▶ _Tasks to complete_:
1. From the passage about actor Ryan Sampson, reproduce word for word the stretch starting with "Ryan Oliver Sampson" and going on through "Shop of Horrors.".
2. Put this sentence from the Ryan Sampson passage into Spanish: "Sampson was born in Rotherham, South Yorkshire."
3. Write what comes next in the Ryan Sampson passage, picking up after its final sentence.

▶ _Extracted text_:

--*--

Ryan Oliver Sampson is an English actor, best known for playing Alex Venables in After You've Gone, Grumio in Plebs, and Tommo in  Brassic. He also played Luke Rattigan in the Series 4 two-part story of Doctor Who, "The Sontaran Stratagem" and "The Poison Sky".

Early life
Sampson was born in Rotherham, South Yorkshire. He went to Anston Brook primary school and then on to Wales High School in Kiveton Park, where he appeared in school productions such as The Little Shop of Horrors.

--*--

▶ _Provided data_:

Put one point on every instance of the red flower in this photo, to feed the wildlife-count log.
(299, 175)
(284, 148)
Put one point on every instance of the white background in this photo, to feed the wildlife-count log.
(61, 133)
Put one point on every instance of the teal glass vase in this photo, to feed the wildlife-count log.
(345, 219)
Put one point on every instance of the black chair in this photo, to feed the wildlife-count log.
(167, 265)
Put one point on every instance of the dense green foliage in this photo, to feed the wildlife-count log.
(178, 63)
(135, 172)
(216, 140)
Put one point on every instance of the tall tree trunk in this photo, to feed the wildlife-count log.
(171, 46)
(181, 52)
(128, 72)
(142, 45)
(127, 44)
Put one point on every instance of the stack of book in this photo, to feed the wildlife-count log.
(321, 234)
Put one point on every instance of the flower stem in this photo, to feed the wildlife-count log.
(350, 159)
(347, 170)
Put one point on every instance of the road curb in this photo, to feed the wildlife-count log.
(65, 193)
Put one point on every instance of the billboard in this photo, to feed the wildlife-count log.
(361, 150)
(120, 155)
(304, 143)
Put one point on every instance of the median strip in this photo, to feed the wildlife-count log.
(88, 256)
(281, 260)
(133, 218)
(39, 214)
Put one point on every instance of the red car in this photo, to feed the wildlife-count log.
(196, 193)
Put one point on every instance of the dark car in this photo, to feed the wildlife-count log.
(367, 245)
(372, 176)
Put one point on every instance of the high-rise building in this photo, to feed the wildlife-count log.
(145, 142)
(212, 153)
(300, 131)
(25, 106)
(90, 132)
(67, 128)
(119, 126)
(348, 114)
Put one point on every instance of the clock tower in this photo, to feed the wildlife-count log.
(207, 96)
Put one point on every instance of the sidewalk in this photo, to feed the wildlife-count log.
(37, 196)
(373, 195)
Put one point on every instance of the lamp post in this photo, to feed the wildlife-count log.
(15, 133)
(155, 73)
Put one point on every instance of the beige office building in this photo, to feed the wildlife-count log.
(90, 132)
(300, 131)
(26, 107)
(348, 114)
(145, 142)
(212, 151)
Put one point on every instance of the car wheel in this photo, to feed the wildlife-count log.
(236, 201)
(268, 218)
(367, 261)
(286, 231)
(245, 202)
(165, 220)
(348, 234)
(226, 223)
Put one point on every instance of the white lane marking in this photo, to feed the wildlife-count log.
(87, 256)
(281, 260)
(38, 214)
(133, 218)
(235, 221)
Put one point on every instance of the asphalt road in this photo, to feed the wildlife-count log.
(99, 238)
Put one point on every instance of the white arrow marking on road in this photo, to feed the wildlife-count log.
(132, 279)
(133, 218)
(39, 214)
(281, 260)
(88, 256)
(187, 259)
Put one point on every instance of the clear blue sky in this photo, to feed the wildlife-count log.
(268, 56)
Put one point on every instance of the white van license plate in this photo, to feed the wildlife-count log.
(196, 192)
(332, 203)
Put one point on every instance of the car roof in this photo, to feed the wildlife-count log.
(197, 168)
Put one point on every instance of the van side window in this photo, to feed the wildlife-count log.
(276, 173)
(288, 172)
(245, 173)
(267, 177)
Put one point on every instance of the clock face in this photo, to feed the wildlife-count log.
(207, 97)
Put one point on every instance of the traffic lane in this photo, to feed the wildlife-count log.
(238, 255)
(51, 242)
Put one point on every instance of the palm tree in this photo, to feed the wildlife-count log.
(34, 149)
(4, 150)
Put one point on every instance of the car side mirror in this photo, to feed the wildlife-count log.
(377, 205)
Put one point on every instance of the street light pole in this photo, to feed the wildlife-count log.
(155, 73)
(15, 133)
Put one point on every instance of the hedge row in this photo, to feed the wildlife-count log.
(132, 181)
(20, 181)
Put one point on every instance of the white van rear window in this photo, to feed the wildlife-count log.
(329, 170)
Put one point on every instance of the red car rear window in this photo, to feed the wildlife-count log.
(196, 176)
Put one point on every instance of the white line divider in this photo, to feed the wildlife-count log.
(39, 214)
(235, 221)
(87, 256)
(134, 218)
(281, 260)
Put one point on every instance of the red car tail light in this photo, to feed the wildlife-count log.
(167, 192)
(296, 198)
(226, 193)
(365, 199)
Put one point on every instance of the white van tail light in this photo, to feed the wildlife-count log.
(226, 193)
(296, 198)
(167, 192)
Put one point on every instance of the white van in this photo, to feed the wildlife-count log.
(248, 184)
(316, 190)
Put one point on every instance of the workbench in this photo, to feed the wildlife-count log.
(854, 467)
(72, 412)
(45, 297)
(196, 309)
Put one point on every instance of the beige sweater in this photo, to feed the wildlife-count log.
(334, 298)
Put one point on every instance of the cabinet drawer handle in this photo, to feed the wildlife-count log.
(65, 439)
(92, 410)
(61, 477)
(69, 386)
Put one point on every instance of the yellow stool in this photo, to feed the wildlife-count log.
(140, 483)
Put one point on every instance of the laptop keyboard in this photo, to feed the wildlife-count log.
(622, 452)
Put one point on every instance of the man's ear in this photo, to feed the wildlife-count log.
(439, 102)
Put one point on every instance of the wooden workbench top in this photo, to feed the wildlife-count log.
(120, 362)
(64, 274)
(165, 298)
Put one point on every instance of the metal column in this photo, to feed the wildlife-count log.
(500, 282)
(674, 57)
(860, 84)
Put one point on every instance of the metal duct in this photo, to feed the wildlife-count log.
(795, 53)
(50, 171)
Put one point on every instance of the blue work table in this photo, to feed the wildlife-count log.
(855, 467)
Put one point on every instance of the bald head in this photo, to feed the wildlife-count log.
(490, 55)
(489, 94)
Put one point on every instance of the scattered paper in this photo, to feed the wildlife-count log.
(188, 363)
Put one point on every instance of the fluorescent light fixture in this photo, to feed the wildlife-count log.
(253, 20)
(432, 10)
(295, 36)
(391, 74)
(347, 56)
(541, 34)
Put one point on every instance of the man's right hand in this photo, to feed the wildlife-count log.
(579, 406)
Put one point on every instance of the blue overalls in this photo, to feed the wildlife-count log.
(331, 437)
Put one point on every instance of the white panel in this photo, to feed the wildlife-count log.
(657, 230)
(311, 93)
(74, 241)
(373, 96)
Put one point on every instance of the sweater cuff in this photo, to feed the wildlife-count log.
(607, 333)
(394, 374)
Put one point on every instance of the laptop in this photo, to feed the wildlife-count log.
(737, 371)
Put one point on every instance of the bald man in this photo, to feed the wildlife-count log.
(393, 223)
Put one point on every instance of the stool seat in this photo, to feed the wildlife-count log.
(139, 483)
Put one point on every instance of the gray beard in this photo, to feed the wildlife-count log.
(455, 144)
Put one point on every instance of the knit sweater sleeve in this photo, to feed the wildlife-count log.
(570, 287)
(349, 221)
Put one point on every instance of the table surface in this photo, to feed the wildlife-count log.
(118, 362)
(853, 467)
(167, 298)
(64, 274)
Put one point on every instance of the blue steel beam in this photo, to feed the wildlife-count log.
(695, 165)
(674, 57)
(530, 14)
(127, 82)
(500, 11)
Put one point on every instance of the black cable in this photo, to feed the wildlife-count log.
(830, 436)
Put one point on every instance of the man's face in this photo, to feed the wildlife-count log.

--*--

▶ _Results of the exercise_:
1.
Ryan Oliver Sampson is an English actor, best known for playing Alex Venables in After You've Gone, Grumio in Plebs, and Tommo in  Brassic. He also played Luke Rattigan in the Series 4 two-part story of Doctor Who, "The Sontaran Stratagem" and "The Poison Sky".

Early life
Sampson was born in Rotherham, South Yorkshire. He went to Anston Brook primary school and then on to Wales High School in Kiveton Park, where he appeared in school productions such as The Little Shop of Horrors.

2. Sampson nació en Rotherham, Yorkshire del Sur.

3.
Career
Sampson began his career at Sheffield's Crucible Theatre. Prior to After You've Gone, he appeared in Wire in the Blood, in 2003, In Denial of Murder, Heartbeat and Holby City in 2006. He appeared in the BBC Three pilot The Things I Haven't Told You and had a role in two episodes of the 2008 series of Doctor Who, playing the young American genius Luke Rattigan in "The Sontaran Stratagem" and "The Poison Sky". In 2008 he worked at the National Theatre. In 2011 he played a small part in Channel 4 comedy series Fresh Meat. In 2015 he played various characters in the ITV2 sketch show Glitchy. In 2015 he also appeared as Charles 'Boz' Dickens in ITV Encore's The Frankenstein Chronicles. Sampson currently portrays Tommo in Sky One's 2019 British sitcom Brassic. Sampson's acting influence is Tom Hanks.

Personal life 
Sampson confirmed that he is gay via Twitter on 20 February 2019, publishing a photo of himself with his boyfriend.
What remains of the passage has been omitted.